— PROMPT —
Express as a numbered list the lines of the data starting at the line containing "Note: pick out the blonde" and ending at the line containing "column 430, row 363", omitting any blank lines.

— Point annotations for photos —
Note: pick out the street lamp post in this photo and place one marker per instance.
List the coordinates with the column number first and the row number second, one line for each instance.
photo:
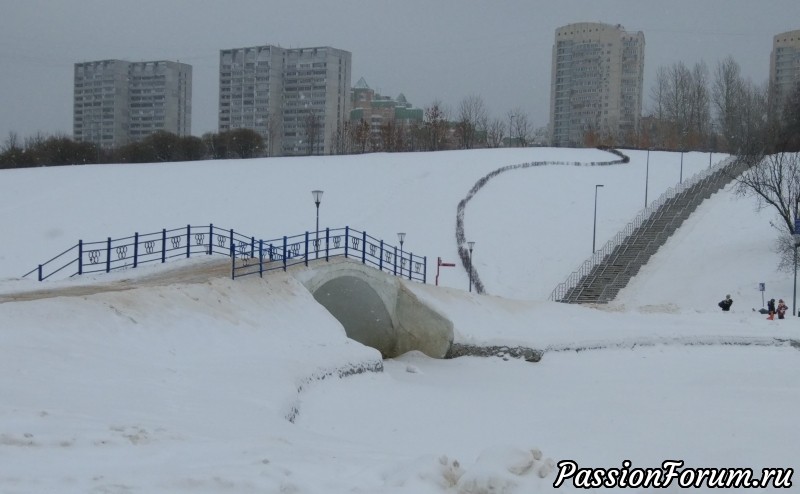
column 594, row 228
column 510, row 128
column 646, row 177
column 401, row 237
column 317, row 199
column 796, row 239
column 471, row 246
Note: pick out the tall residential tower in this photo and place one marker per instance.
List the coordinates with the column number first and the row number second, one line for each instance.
column 295, row 98
column 596, row 82
column 116, row 102
column 784, row 69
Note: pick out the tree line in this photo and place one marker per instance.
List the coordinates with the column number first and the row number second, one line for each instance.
column 41, row 150
column 691, row 108
column 712, row 110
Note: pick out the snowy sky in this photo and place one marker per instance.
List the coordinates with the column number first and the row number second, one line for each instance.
column 169, row 381
column 442, row 50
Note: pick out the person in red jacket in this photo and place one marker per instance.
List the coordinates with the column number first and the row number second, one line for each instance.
column 782, row 308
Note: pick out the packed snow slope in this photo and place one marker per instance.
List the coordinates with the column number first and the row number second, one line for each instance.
column 175, row 378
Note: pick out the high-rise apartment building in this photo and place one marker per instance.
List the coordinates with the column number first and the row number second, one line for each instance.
column 784, row 69
column 295, row 98
column 116, row 102
column 378, row 110
column 596, row 82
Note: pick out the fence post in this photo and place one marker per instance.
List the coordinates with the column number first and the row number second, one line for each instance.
column 80, row 257
column 135, row 249
column 260, row 258
column 108, row 255
column 364, row 247
column 284, row 253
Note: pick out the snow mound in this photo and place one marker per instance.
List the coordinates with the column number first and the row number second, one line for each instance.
column 497, row 470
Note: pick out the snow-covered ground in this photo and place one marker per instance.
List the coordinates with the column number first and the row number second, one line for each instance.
column 155, row 380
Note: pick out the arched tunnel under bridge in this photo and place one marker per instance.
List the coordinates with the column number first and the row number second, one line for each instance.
column 377, row 309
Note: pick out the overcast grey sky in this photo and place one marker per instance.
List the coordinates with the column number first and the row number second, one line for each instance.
column 427, row 49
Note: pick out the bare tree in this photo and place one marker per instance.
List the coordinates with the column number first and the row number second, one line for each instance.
column 472, row 121
column 495, row 133
column 699, row 106
column 312, row 124
column 774, row 181
column 520, row 129
column 726, row 96
column 436, row 125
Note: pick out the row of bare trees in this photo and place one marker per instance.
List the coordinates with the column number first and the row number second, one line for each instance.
column 41, row 150
column 469, row 127
column 697, row 108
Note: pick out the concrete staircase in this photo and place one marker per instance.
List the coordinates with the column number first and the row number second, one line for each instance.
column 609, row 273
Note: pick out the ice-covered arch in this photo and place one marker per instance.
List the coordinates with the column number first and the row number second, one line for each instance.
column 377, row 309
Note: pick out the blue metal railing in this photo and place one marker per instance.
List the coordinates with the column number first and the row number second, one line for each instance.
column 268, row 255
column 248, row 255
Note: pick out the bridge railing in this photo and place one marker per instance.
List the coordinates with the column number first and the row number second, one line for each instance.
column 644, row 215
column 266, row 255
column 248, row 255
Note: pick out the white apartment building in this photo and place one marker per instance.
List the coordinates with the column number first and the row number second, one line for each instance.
column 295, row 98
column 596, row 82
column 117, row 102
column 784, row 68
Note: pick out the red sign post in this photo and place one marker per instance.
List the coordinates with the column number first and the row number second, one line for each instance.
column 443, row 264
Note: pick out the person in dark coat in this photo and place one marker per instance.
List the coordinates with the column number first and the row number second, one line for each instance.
column 781, row 309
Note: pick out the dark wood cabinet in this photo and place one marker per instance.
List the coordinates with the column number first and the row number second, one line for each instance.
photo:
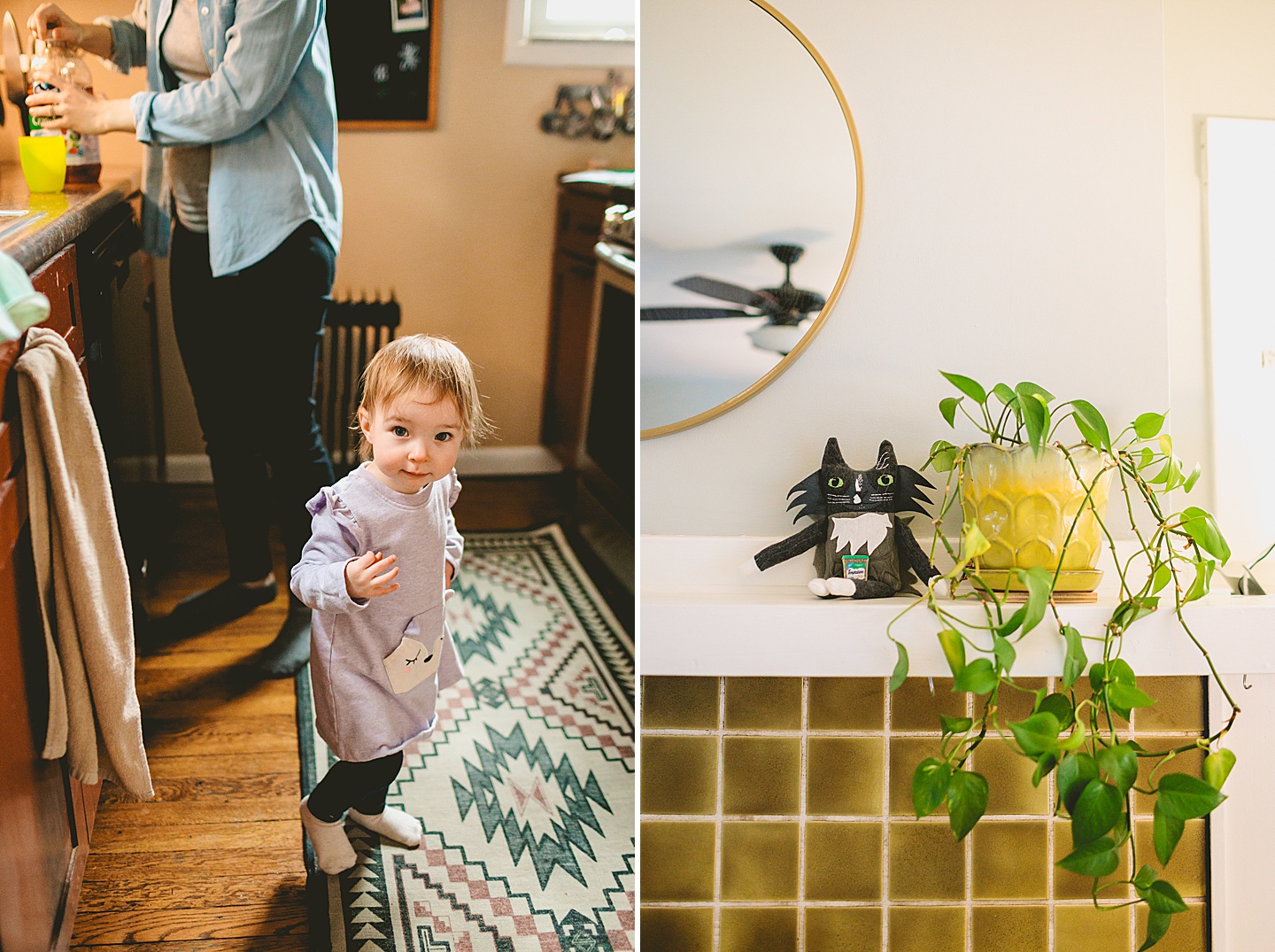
column 46, row 817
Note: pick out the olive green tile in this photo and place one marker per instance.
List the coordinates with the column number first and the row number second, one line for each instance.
column 927, row 929
column 1068, row 885
column 1016, row 704
column 843, row 775
column 1086, row 929
column 761, row 775
column 846, row 704
column 1008, row 780
column 678, row 775
column 1011, row 859
column 676, row 929
column 1188, row 865
column 1187, row 933
column 843, row 929
column 762, row 704
column 906, row 754
column 680, row 702
column 677, row 862
column 1011, row 928
column 843, row 862
column 913, row 708
column 1178, row 705
column 756, row 931
column 926, row 863
column 1187, row 762
column 759, row 861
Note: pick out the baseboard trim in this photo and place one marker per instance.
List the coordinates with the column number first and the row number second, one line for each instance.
column 483, row 461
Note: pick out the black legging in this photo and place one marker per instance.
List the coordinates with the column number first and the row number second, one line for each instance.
column 250, row 342
column 359, row 784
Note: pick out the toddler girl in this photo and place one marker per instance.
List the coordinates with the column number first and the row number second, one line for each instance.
column 376, row 572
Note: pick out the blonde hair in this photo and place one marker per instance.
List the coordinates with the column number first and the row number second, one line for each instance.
column 430, row 363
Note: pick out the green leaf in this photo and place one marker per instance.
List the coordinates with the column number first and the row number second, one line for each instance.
column 1185, row 797
column 1217, row 768
column 930, row 786
column 967, row 386
column 947, row 406
column 1202, row 529
column 1156, row 925
column 954, row 649
column 1204, row 577
column 1060, row 706
column 1095, row 423
column 1046, row 762
column 955, row 725
column 900, row 668
column 1074, row 772
column 1165, row 832
column 1148, row 424
column 1037, row 734
column 1162, row 897
column 1120, row 763
column 978, row 677
column 1004, row 653
column 1039, row 583
column 967, row 801
column 1095, row 859
column 1097, row 810
column 1074, row 664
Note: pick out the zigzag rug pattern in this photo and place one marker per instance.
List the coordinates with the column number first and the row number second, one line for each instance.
column 526, row 789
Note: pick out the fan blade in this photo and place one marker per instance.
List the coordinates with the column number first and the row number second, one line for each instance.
column 723, row 290
column 690, row 313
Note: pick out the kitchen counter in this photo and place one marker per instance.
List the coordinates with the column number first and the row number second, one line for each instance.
column 35, row 227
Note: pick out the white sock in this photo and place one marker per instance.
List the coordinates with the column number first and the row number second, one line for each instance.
column 394, row 824
column 332, row 847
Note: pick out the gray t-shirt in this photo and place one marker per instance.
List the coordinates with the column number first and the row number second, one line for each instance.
column 362, row 653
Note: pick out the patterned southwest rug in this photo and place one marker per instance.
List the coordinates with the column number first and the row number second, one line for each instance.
column 526, row 790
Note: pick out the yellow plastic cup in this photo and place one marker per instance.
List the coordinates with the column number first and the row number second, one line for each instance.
column 43, row 162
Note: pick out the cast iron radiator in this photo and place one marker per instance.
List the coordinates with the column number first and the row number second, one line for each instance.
column 353, row 331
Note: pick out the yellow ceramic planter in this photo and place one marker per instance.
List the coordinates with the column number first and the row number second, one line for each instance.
column 1025, row 505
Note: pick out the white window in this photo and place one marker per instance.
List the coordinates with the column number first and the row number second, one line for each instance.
column 570, row 32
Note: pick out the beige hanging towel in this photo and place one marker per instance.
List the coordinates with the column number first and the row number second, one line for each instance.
column 95, row 717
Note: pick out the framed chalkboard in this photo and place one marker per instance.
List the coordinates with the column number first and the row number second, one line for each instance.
column 385, row 63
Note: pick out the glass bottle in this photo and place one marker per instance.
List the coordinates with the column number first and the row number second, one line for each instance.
column 55, row 66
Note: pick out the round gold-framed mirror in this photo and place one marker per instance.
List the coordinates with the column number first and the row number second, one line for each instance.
column 753, row 197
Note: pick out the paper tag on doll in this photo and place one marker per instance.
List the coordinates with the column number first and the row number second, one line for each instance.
column 412, row 663
column 854, row 568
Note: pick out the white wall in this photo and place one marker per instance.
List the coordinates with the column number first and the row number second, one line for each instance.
column 1014, row 228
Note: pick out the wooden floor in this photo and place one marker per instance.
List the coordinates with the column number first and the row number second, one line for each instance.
column 214, row 861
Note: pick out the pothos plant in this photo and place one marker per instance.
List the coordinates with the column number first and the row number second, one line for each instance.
column 1080, row 733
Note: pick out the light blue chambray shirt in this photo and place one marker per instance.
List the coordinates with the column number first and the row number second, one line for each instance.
column 268, row 110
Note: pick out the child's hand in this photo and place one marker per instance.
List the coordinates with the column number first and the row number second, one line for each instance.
column 367, row 577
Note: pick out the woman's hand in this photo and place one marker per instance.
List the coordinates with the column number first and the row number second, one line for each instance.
column 367, row 577
column 49, row 22
column 74, row 109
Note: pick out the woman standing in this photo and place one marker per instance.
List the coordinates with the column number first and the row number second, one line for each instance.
column 241, row 188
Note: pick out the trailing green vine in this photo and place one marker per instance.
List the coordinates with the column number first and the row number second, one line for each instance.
column 1081, row 737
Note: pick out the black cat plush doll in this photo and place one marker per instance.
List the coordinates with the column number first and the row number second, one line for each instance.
column 862, row 549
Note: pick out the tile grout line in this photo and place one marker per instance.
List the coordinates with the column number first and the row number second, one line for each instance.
column 717, row 818
column 886, row 716
column 802, row 772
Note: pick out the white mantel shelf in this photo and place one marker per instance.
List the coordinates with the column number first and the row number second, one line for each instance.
column 701, row 613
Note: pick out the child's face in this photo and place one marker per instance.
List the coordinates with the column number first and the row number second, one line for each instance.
column 414, row 440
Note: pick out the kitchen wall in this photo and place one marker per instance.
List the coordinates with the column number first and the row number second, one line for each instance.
column 457, row 221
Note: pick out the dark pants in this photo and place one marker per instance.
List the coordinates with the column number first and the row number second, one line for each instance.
column 361, row 786
column 250, row 344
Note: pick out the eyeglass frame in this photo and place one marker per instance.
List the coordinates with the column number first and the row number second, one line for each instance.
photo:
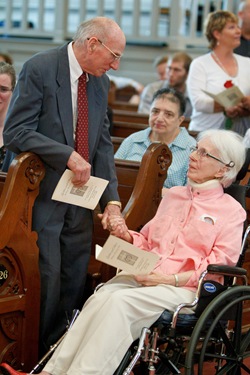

— RESULT OF THIS EXERCISE —
1. Note: pick out the blonde hair in this photo and place one marker per instance.
2. List the coordinates with the column number first and the row number second, one line for each instance.
3. column 430, row 363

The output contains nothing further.